_PROVIDED PASSAGE_.
========================================================================
2. To prepare pasta, weigh or lightly spoon flour into dry measuring cups; level with a knife. Place flour and 1/4 teaspoon salt in a food processor; pulse 3 times or until blended. With processor on, slowly pour water and eggs through food chute; process until dough forms a ball. Turn dough out onto a lightly floured surface; knead until smooth and elastic (about 5 minutes). Wrap dough in plastic wrap; refrigerate 30 minutes.
3. Divide dough into 8 equal portions. Working with 1 portion at a time, pass dough through smooth rollers of pasta machine on widest setting (cover remaining dough to keep from drying). Continue moving width gauge to narrower settings; pass dough through rollers once at each setting, dusting with flour if needed. Lay pasta sheet flat on a lightly floured surface; cover. Repeat procedure with remaining dough.
========================================================================
_Location identification items_.
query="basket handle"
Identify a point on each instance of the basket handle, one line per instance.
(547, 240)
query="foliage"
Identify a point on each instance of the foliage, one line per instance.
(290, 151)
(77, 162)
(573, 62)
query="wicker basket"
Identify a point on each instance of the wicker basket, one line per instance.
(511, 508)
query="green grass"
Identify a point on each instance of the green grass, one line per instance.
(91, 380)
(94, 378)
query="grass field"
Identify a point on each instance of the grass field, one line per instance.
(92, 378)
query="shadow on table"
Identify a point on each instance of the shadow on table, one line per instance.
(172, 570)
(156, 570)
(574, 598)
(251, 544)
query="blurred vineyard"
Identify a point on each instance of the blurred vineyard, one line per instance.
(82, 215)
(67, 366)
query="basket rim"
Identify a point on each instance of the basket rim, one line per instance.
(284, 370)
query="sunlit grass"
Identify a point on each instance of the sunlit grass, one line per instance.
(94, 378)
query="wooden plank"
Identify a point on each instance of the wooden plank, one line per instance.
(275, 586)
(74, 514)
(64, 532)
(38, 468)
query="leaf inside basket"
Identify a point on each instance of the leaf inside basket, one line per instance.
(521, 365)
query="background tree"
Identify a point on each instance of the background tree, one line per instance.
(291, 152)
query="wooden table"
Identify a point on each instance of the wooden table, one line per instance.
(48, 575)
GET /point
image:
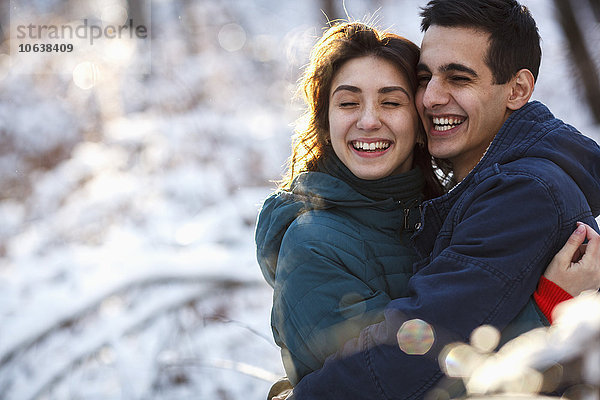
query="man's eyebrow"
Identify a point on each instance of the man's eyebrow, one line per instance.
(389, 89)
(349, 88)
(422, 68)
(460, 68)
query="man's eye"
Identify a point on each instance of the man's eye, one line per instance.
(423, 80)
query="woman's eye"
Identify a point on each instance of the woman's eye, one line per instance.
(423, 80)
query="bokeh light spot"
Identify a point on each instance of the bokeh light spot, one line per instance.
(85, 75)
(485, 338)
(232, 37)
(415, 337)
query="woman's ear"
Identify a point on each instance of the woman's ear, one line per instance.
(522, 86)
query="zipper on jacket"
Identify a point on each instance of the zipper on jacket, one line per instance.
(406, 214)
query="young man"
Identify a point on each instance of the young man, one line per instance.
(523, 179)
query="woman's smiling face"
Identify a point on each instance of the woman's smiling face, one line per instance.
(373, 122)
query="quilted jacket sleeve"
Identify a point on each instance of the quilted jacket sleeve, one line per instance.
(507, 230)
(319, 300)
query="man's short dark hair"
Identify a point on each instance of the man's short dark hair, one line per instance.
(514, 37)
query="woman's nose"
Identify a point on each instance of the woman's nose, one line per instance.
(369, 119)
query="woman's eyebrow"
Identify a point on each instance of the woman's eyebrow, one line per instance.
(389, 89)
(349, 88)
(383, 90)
========================================================================
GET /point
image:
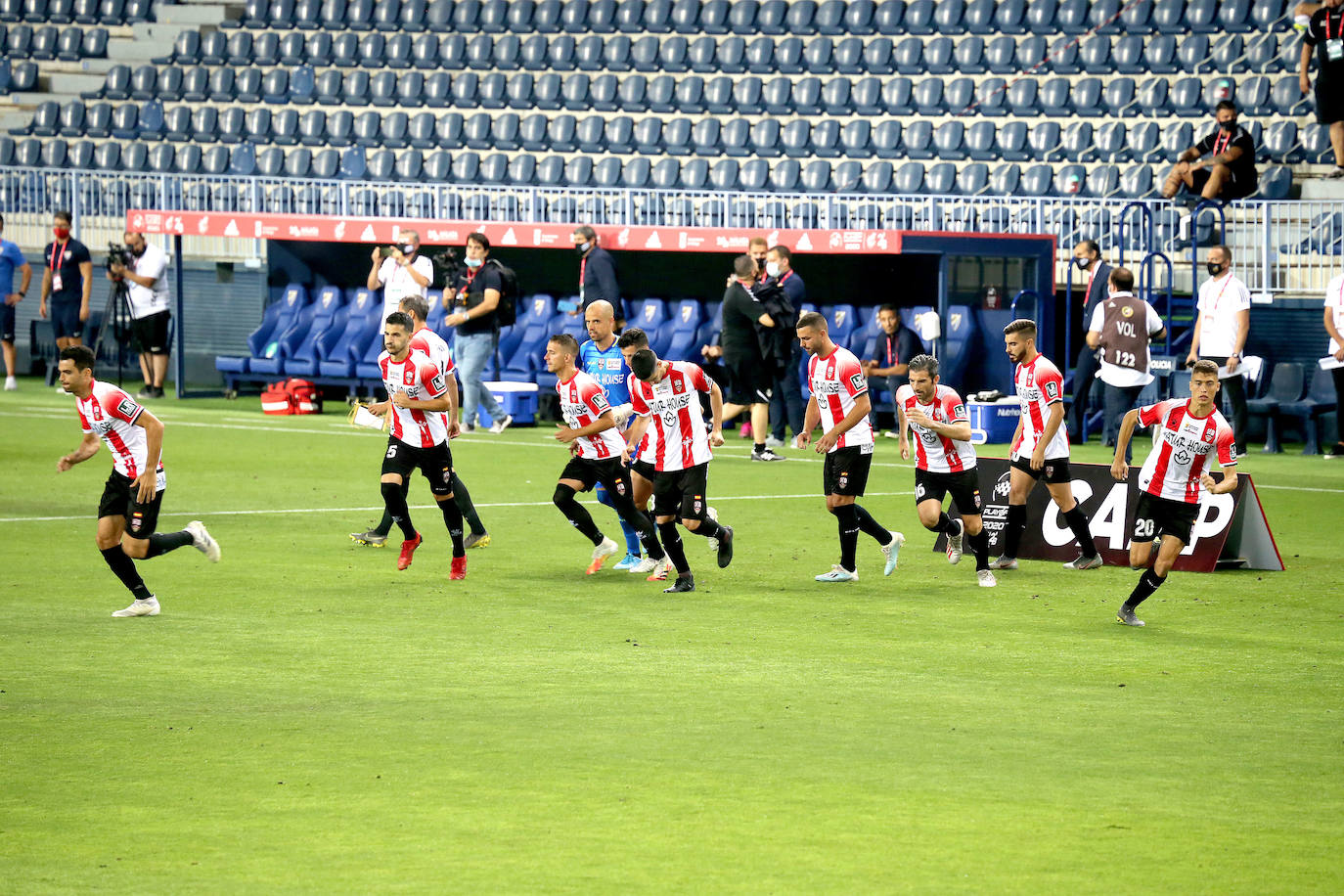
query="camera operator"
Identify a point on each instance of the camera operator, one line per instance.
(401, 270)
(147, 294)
========================================================================
_DIRECTIONS FOR THIS TASK_.
In the pasta instructions, into how many portions is the dough divided before it goes through the pasta machine?

_SOLUTION FOR THIS EXERCISE_.
Eight equal portions.